▸ **EXERCISE DETAILS**
Working line by line, output the entries below exactly as they appear.

GIVEN RECORDS below:

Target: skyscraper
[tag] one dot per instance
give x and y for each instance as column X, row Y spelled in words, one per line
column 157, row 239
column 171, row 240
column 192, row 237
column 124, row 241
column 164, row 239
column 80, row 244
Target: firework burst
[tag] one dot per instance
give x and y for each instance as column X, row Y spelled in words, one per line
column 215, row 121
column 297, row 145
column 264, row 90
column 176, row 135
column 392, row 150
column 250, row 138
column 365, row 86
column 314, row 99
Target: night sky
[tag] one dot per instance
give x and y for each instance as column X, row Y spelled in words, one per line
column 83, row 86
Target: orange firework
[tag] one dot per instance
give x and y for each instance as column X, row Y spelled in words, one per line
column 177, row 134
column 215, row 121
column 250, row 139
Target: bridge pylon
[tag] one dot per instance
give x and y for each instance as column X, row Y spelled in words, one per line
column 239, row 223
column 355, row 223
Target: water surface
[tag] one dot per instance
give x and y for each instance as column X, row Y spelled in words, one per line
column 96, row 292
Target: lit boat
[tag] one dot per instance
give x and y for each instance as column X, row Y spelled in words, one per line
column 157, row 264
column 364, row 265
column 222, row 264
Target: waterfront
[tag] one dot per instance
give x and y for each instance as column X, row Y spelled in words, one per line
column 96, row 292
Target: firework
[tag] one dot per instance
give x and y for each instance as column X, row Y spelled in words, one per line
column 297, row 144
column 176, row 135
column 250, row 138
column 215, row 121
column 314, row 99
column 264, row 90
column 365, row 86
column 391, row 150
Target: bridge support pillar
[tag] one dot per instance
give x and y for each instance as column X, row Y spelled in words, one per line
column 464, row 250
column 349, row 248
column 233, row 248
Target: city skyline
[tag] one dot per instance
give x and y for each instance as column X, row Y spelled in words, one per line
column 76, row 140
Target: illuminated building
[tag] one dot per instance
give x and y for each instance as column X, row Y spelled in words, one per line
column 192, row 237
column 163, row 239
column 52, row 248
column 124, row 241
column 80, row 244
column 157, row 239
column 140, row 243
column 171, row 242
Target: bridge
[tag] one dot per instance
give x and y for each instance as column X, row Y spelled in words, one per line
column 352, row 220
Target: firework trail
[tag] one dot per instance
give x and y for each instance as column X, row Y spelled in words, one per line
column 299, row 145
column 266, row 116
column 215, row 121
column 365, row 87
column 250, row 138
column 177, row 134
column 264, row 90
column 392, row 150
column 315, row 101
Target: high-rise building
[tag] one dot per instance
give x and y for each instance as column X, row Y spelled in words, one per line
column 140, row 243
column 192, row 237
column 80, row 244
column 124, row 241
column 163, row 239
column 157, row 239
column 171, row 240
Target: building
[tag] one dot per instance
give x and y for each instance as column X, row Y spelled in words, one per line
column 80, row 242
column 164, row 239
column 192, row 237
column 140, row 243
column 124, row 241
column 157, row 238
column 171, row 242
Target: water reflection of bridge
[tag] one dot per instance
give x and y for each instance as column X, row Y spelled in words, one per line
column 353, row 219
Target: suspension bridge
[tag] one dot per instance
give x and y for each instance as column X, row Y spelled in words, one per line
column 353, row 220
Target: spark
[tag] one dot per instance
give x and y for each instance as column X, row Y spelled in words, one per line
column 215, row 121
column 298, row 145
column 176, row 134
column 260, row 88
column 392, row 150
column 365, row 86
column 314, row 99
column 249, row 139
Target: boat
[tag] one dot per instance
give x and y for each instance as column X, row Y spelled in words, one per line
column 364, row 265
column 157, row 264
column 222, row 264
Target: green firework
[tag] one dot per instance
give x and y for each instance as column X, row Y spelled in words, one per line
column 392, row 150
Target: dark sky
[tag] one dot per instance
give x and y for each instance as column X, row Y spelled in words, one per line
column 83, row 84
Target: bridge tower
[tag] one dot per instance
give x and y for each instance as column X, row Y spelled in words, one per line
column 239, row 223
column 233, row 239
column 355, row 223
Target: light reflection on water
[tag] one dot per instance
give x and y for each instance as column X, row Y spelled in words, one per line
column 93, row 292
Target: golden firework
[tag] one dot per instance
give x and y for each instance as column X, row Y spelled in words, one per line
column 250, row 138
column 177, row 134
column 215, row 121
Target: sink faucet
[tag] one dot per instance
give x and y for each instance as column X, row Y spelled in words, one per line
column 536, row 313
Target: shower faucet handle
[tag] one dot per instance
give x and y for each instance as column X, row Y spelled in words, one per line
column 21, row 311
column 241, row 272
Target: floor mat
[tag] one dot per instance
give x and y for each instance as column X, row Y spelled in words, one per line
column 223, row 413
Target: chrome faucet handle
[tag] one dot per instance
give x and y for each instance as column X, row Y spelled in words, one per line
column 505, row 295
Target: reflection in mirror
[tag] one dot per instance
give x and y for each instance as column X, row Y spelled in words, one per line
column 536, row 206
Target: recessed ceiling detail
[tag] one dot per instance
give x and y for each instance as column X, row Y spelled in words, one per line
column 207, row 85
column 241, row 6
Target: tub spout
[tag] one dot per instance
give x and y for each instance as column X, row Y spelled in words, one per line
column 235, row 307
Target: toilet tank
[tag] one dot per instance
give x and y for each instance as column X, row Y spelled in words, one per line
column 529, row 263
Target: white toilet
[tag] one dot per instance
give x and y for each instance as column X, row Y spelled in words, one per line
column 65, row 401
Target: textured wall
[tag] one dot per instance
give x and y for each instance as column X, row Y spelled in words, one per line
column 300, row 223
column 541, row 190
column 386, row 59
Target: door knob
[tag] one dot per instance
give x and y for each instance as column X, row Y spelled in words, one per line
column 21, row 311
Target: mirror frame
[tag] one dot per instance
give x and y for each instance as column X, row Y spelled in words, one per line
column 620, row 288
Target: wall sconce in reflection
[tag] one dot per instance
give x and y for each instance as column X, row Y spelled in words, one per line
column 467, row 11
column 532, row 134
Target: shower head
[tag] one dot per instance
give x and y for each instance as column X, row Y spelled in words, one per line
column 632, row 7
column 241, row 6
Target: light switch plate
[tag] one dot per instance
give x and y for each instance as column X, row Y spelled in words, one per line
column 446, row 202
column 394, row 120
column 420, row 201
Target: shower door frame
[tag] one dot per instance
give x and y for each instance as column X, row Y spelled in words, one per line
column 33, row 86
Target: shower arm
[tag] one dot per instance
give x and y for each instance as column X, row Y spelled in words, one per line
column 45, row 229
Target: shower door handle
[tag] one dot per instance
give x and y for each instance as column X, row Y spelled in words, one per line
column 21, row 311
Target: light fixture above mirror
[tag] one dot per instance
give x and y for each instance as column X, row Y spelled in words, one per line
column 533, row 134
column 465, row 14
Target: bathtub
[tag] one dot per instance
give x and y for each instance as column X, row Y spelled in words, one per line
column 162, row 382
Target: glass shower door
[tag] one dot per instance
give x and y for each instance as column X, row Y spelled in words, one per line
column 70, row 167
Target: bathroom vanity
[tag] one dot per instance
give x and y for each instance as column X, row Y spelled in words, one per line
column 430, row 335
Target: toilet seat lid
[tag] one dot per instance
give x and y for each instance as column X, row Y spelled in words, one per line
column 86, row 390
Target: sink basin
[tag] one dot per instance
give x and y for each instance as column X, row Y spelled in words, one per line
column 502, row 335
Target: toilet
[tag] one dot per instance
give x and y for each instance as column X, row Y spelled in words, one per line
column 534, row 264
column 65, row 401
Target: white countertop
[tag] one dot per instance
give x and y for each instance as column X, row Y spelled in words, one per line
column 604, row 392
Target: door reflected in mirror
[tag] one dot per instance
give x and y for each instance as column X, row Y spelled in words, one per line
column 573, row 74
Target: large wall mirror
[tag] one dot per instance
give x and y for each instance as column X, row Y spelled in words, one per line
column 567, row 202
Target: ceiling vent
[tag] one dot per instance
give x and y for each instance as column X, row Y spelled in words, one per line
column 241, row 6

End of GIVEN RECORDS.

▸ **RESPONSE TO THE TASK**
Target: skyscraper
[tag] one dot per instance
give x and y for each instance as column X, row Y spelled in words, one per line
column 157, row 239
column 171, row 240
column 192, row 237
column 124, row 241
column 164, row 239
column 80, row 244
Target: firework burst
[tag] one dot per instance
give x and y for each instance as column X, row Y spelled in words, one per line
column 215, row 121
column 297, row 145
column 264, row 90
column 176, row 135
column 392, row 150
column 250, row 138
column 365, row 86
column 314, row 99
Target: night sky
[tag] one dot per instance
give x and y for each instance as column X, row Y spelled in words, one per line
column 83, row 86
Target: orange firework
[tag] one dot per instance
give x and y for each instance as column X, row Y spelled in words, one per line
column 177, row 134
column 215, row 121
column 250, row 139
Target: bridge pylon
[tag] one dot per instance
give x and y for each instance as column X, row Y spelled in words, one per line
column 239, row 223
column 355, row 223
Target: water surface
[tag] one dot per instance
give x and y for each instance as column X, row Y spelled in words, one per line
column 96, row 292
Target: lit boat
[tag] one dot per instance
give x and y for each instance as column X, row Y spelled in words, one per line
column 157, row 264
column 364, row 265
column 222, row 264
Target: waterfront
[tag] one dot per instance
give x and y for each instance as column X, row Y spelled in words, one per line
column 96, row 292
Target: firework
[tag] one dot per instance
give x and y for each instance as column X, row Y spelled in words, one per line
column 297, row 144
column 176, row 135
column 250, row 138
column 215, row 121
column 314, row 99
column 264, row 90
column 365, row 86
column 391, row 150
Target: bridge support pillar
[tag] one dot per instance
give x and y for each instance as column X, row Y spelled in words, one per line
column 464, row 250
column 349, row 248
column 233, row 248
Target: city skyline
[tag] one dot per instance
give x and y for each instance as column X, row Y spelled in words, one per line
column 76, row 140
Target: illuminated building
[tag] one dot per instance
give x and y for each instance as column X, row Y spelled in words, one per line
column 192, row 237
column 163, row 239
column 52, row 248
column 124, row 241
column 80, row 244
column 157, row 239
column 140, row 243
column 171, row 242
Target: bridge
[tag] one dot per instance
give x and y for each instance as column X, row Y spelled in words, one per line
column 352, row 220
Target: firework trail
[tag] one dot per instance
give x and y for each instance as column X, row Y spelled in words, one per line
column 299, row 145
column 266, row 116
column 215, row 121
column 365, row 87
column 250, row 138
column 177, row 134
column 264, row 90
column 392, row 150
column 315, row 101
Target: high-rise building
[tag] one dot per instance
give x and y for each instance as column X, row Y spelled in words, one per line
column 140, row 243
column 192, row 237
column 80, row 244
column 124, row 241
column 163, row 239
column 157, row 239
column 171, row 240
Target: building
[tag] one dot per instance
give x and y for each instance as column X, row Y spelled in words, one per line
column 80, row 242
column 164, row 239
column 192, row 237
column 140, row 243
column 124, row 241
column 157, row 238
column 171, row 242
Target: water reflection of bridge
[tag] one dot per instance
give x and y for each instance as column X, row Y spelled in words, one per line
column 353, row 219
Target: suspension bridge
[tag] one dot per instance
give x and y for each instance as column X, row Y spelled in words, one per line
column 353, row 220
Target: spark
[tag] one dot per instance
give x and y for each instance as column X, row Y spelled in words, one per line
column 215, row 121
column 298, row 145
column 176, row 134
column 260, row 88
column 392, row 150
column 365, row 86
column 314, row 99
column 249, row 139
Target: boat
[tag] one dot per instance
give x and y for each instance as column X, row Y spelled in words, one per line
column 364, row 265
column 157, row 264
column 222, row 264
Target: green firework
[tag] one dot per instance
give x and y for each instance as column X, row Y spelled in words, one per line
column 392, row 150
Target: dark sky
[tag] one dot per instance
give x and y for each instance as column X, row Y spelled in words, one per line
column 83, row 84
Target: bridge tower
[tag] one dot per instance
give x and y for each instance as column X, row Y spelled in words, one per line
column 239, row 223
column 233, row 239
column 355, row 223
Target: light reflection on water
[tag] one dot per instance
give x and y for each instance as column X, row Y spelled in words, one per line
column 93, row 292
Target: golden firework
[tag] one dot per instance
give x and y for each instance as column X, row Y spelled in words, one per line
column 250, row 138
column 177, row 134
column 215, row 121
Target: sink faucet
[tag] one dot per instance
give x and y for each instance as column X, row Y spelled in words, one per line
column 536, row 313
Target: shower faucet handle
[tag] one dot per instance
give x and y for each instance as column X, row Y spelled in words, one per line
column 21, row 311
column 241, row 272
Target: floor mat
[tag] one dot per instance
give x and y for each instance as column X, row Y spelled in words, one per line
column 223, row 413
Target: chrome faucet handle
[tag] one dot per instance
give x and y for each instance as column X, row Y spelled in words, one per line
column 505, row 295
Target: reflection in mirror
[tag] one dot per instance
give x and y for each instance as column X, row Y spelled in words, one per line
column 536, row 206
Target: recessed ceiling detail
[tag] one dot per instance
give x and y for each instance as column X, row Y spelled in words, one per line
column 207, row 85
column 241, row 6
Target: tub spout
[tag] one dot per instance
give x and y for each instance as column X, row Y spelled in words, one per line
column 235, row 307
Target: toilet tank
[tag] one dot per instance
give x and y for each instance as column X, row Y spelled in words, one per line
column 529, row 263
Target: white toilet
[tag] one dot per instance
give x and y for each instance as column X, row Y spelled in words, one per line
column 65, row 401
Target: textured wall
[tag] one dot per instance
give x and y for each instance as column X, row Y spelled in words, one per line
column 300, row 223
column 541, row 190
column 386, row 59
Target: door knob
[tag] one dot per instance
give x and y for each instance as column X, row Y spelled in words, one per line
column 21, row 311
Target: mirror frame
[tag] one dot per instance
give x and y for each instance as column X, row Y spelled in words, one per line
column 620, row 288
Target: wall sconce in reflection
[tag] one dot per instance
give x and y for each instance as column X, row Y spelled in words, one per line
column 467, row 11
column 532, row 134
Target: shower head
[tag] one dot per instance
give x and y for each instance as column X, row Y spelled in words, one per line
column 632, row 7
column 241, row 6
Target: light switch plate
[tag] one dot per instance
give x and y for each instance as column X, row Y spelled in words, one per line
column 446, row 202
column 394, row 120
column 420, row 201
Target: shower door frame
[tag] one dot per instance
give x and y for each instance as column X, row Y spelled in words, one per line
column 33, row 86
Target: shower arm
[tag] one dot per instance
give x and y for each instance as column X, row Y spelled in words, one per line
column 45, row 229
Target: shower door handle
[tag] one dot per instance
give x and y for each instance as column X, row Y spelled in words, one per line
column 21, row 311
Target: light fixture above mirror
[tag] one dot per instance
give x and y for each instance as column X, row Y spelled in words, one per line
column 533, row 134
column 465, row 14
Target: bathtub
[tag] one dot per instance
give x and y for each instance as column X, row Y spelled in words, one per line
column 162, row 382
Target: glass shower door
[tag] one dot per instance
give x and y for each instance as column X, row Y spelled in words, one per line
column 70, row 167
Target: bathroom vanity
[tag] one dot per instance
give x and y for each instance as column X, row Y spelled in words, one per line
column 430, row 335
Target: toilet seat lid
[tag] one dot per instance
give x and y for each instance as column X, row Y spelled in words, one per line
column 86, row 390
Target: sink basin
[tag] one dot per instance
give x and y for each instance as column X, row Y spelled in words, one per line
column 502, row 335
Target: toilet
[tag] one dot per instance
give x and y for each instance as column X, row Y spelled in words, one per line
column 534, row 264
column 65, row 401
Target: white countertop
[tag] one dot per instance
give x and y for each instance as column X, row Y spelled in words, one per line
column 604, row 392
Target: door reflected in mirror
[tag] one dot per instance
give x and y for each instance as column X, row Y spelled in words, one per line
column 573, row 74
Target: large wall mirror
[tag] one dot per instance
give x and y for each instance as column X, row Y spelled in words, one per line
column 567, row 202
Target: ceiling vent
[tag] one dot per instance
give x and y for each instance as column X, row Y spelled in words, one per line
column 241, row 6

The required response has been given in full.